>>>
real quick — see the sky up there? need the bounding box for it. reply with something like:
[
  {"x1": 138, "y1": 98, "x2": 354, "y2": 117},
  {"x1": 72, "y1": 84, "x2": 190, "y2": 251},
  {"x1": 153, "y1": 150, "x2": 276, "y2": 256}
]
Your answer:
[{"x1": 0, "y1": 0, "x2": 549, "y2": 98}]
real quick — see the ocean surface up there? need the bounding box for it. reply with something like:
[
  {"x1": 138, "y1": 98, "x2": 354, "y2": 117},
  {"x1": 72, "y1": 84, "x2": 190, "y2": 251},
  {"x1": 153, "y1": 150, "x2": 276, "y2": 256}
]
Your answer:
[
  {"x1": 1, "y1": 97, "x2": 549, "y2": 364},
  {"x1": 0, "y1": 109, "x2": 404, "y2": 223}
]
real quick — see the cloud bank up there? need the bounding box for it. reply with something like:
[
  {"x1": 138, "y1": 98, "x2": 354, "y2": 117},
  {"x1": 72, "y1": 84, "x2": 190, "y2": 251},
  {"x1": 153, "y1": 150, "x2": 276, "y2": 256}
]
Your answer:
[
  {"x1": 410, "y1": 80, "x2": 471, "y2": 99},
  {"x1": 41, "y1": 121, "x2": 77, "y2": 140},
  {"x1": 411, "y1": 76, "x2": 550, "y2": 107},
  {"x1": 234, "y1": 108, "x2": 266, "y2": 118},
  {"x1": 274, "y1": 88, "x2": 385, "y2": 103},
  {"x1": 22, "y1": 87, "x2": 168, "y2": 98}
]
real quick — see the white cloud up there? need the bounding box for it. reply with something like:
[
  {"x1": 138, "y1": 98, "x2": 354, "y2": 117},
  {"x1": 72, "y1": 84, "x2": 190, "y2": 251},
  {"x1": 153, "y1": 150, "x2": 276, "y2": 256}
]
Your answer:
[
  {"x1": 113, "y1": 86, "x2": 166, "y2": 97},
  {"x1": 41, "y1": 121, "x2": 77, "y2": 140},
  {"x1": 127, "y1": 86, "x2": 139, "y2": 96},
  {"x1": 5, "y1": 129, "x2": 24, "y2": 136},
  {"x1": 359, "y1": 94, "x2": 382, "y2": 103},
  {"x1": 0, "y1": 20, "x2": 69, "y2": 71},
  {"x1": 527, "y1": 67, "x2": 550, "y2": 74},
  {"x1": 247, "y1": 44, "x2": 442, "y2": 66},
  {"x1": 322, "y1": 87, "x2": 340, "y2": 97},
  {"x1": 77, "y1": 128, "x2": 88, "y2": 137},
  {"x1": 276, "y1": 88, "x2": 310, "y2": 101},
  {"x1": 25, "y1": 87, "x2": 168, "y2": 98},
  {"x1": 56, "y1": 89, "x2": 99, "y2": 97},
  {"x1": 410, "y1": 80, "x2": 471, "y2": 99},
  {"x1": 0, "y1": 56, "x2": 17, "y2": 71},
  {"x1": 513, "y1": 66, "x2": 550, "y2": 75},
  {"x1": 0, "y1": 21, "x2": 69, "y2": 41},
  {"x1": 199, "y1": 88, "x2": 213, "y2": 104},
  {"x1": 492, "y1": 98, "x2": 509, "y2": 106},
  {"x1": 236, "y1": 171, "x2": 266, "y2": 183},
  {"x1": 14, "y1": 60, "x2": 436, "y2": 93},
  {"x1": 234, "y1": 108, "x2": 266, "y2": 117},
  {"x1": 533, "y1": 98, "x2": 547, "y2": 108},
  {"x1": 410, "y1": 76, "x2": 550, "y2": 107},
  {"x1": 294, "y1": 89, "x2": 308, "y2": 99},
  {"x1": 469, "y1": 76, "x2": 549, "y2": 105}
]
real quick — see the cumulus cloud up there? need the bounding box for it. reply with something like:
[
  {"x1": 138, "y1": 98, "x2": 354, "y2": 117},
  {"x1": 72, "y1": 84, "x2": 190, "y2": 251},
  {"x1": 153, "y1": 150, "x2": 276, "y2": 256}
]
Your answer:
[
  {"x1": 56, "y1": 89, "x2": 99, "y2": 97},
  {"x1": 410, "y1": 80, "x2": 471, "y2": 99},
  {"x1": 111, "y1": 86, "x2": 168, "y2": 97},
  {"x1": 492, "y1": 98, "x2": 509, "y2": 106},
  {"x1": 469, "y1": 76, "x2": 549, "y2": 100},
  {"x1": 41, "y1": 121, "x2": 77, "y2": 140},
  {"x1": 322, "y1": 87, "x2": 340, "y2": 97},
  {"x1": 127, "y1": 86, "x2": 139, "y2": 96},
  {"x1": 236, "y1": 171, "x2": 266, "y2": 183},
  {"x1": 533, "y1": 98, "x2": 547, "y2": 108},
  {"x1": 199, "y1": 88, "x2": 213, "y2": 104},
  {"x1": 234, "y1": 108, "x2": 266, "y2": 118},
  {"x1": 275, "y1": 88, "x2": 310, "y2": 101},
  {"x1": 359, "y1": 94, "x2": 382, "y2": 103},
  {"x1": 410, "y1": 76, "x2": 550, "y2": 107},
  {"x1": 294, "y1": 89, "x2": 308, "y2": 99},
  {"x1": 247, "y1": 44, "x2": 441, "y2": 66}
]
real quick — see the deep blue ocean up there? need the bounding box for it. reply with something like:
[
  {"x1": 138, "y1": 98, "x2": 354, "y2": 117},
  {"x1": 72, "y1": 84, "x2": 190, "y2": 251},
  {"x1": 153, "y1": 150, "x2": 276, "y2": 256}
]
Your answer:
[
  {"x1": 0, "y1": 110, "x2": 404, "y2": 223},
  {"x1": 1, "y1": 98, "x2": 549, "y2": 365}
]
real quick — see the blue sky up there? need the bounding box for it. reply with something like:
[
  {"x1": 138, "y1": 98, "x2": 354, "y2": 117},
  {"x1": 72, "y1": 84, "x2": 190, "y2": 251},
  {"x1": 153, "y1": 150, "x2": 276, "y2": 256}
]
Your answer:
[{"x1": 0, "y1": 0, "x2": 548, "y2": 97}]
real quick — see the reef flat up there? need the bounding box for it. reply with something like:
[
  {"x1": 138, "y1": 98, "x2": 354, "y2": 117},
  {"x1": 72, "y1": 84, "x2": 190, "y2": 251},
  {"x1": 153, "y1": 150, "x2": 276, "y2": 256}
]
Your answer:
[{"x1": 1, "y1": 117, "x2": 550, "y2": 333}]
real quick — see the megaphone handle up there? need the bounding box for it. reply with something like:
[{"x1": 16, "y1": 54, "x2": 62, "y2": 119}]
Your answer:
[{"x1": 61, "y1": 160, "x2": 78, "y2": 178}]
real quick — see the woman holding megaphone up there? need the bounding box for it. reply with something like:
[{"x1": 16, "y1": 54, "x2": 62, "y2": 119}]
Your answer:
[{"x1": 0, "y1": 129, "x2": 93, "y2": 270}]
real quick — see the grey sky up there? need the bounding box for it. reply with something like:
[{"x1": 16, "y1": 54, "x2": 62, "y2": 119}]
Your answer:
<<<
ABOUT THIS EXERCISE: The lines that contain the word "megaphone" are wanted; copy each of them from the records.

ANSWER TO THIS EXERCISE:
real quick — see the megaphone handle up there? need the bounding box for it. reply with something like:
real quick — see the woman holding megaphone up there? need the bounding box for it. reply with something like:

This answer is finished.